[Data entries]
+===+
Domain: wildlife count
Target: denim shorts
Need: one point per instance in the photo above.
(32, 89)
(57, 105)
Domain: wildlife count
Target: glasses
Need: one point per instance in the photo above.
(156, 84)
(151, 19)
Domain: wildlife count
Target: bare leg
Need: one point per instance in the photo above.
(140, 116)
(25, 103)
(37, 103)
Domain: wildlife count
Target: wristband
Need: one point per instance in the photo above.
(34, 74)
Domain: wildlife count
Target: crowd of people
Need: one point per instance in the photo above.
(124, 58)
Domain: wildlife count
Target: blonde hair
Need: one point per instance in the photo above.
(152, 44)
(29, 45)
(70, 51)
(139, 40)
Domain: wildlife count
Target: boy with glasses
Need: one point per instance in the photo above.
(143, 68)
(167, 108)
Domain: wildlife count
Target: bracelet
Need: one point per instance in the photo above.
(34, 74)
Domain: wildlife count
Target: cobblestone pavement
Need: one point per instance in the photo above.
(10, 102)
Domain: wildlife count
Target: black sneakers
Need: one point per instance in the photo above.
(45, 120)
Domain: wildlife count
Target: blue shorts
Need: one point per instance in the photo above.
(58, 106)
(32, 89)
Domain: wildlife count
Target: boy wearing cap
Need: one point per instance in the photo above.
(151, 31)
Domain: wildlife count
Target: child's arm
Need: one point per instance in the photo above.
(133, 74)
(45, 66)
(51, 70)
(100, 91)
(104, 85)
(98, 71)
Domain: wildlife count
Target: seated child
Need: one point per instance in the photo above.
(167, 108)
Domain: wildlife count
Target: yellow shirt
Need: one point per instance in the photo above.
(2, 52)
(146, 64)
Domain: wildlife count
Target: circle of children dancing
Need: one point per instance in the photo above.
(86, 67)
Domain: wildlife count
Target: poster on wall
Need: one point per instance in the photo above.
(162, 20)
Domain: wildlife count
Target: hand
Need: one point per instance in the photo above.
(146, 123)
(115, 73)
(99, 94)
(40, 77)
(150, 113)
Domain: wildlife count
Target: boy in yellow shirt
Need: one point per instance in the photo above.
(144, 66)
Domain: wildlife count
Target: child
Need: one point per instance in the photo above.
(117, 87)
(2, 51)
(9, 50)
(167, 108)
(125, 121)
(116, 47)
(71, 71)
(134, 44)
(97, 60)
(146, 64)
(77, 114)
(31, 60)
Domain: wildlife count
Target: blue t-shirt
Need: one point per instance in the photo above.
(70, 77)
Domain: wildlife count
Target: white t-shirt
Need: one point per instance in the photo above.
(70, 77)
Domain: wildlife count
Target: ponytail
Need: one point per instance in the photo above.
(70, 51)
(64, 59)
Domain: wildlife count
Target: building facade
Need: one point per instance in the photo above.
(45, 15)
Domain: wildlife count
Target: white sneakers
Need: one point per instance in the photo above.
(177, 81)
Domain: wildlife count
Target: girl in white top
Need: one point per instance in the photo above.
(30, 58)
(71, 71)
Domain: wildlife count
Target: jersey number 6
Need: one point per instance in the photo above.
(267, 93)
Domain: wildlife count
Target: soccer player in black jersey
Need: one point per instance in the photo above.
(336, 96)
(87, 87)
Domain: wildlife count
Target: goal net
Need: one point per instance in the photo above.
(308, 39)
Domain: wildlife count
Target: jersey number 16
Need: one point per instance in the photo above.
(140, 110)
+===+
YOUR INSTRUCTIONS ::
Retype the records above exactly.

COMPLETE ANSWER ::
Domain: wildlife count
Target: denim shorts
Need: one point per instance in the photo above.
(32, 89)
(57, 105)
Domain: wildlife count
Target: glasses
Need: one point per instance in the photo above.
(156, 84)
(151, 19)
Domain: wildlife count
Target: bare leg
Need: one point per instance in the photo above.
(140, 116)
(25, 103)
(37, 103)
Domain: wildlife count
Target: wristband
Need: one point per instance in the photo above.
(34, 74)
Domain: wildlife count
Target: crowd of people
Need: one point per instance in the photo above.
(124, 58)
Domain: wildlife count
Target: blonde hair
Need: one point per instance in the photo above.
(152, 44)
(29, 45)
(70, 51)
(139, 40)
Domain: wildlife count
Target: boy with glasses
Need: one point per instance in the photo above.
(143, 68)
(167, 108)
Domain: wildlife count
Target: bracelet
Need: one point per instance in the photo above.
(34, 74)
Domain: wildlife count
Target: cobblestone pavement
Need: one point per instance in the photo above.
(10, 102)
Domain: wildlife count
Target: black sneakers
Need: one point per instance in the photo above.
(45, 120)
Domain: wildlife count
Target: blue shorts
Need: one point per instance in the photo above.
(58, 106)
(32, 89)
Domain: wildlife count
Target: boy wearing cap
Need: one point per instance in the photo above.
(151, 31)
Domain: wildlife count
Target: child's arm
Need: one point per instance in the photo above.
(133, 74)
(45, 66)
(51, 70)
(100, 91)
(104, 85)
(98, 71)
Domain: wildlife count
Target: seated child
Need: one point per instance in the photo above.
(167, 108)
Domain: wildlife count
Target: yellow shirt
Need: one point per instance in the photo above.
(2, 52)
(146, 64)
Domain: wildlife count
Target: circle of children dancing
Need: one point per instance in the photo above.
(86, 67)
Domain: wildlife count
Target: poster on wall
Need: one point per instance in the photo above.
(162, 20)
Domain: wildlife count
Target: hand
Need: one point per instance in the photo above.
(146, 123)
(115, 73)
(99, 94)
(40, 77)
(150, 113)
Domain: wildlife count
Target: boy in yellow shirt
Need: one point per instance in the photo above.
(144, 66)
Domain: wildlife count
Target: child
Need: one point per instance in the photo above.
(117, 87)
(2, 51)
(9, 50)
(167, 108)
(125, 121)
(116, 47)
(71, 71)
(134, 44)
(97, 60)
(146, 64)
(77, 114)
(31, 60)
Domain: wildlife count
Target: blue t-shirt
Need: one point per instance in the photo above.
(70, 77)
Domain: wildlife count
Target: white t-shirt
Need: one point per instance in the photo above.
(70, 77)
Domain: wildlife count
Target: ponytail
Need: one point per instance in the photo above.
(70, 51)
(64, 59)
Domain: wildlife count
Target: building facade
Need: one point per instance in the photo above.
(45, 15)
Domain: wildlife count
Target: white sneakers
Need: one point per instance in the photo above.
(177, 81)
Domain: wildlife count
Target: girl in white top
Need: one point per instance in the photo above.
(30, 58)
(71, 71)
Domain: wildlife count
Target: jersey number 6
Need: one point per instance in the photo above.
(267, 93)
Domain: wildlife count
Target: soccer player in black jersey
Need: one point per instance in the photo above.
(336, 96)
(87, 87)
Domain: wildlife count
Target: goal net
Need: one point per instance in the photo above.
(308, 39)
Domain: wildlife count
Target: jersey number 16
Need: one point per instance in the photo above.
(140, 110)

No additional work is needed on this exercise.